-- Listing --
* * * * * * *

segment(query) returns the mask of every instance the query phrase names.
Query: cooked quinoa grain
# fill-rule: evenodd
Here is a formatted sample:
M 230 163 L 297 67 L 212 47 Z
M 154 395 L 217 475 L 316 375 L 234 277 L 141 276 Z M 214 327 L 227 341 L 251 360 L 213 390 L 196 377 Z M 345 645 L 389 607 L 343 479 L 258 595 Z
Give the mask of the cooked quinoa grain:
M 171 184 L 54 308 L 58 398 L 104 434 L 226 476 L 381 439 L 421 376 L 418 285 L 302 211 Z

* * * * * * *

-- Exercise directions --
Retype the data above line for line, with nothing changed.

-- Right answer --
segment(query) returns the mask of every instance the query phrase names.
Query: cooked quinoa grain
# fill-rule: evenodd
Here is a formatted sample:
M 230 163 L 297 67 L 212 47 Z
M 154 395 L 217 475 L 316 375 L 234 277 L 141 276 Z M 214 327 L 227 341 L 251 360 L 213 390 L 196 377 Z M 345 645 L 389 607 L 343 479 L 258 595 Z
Give the mask of the cooked quinoa grain:
M 171 184 L 54 308 L 58 398 L 104 434 L 226 476 L 381 439 L 421 376 L 418 285 L 302 211 Z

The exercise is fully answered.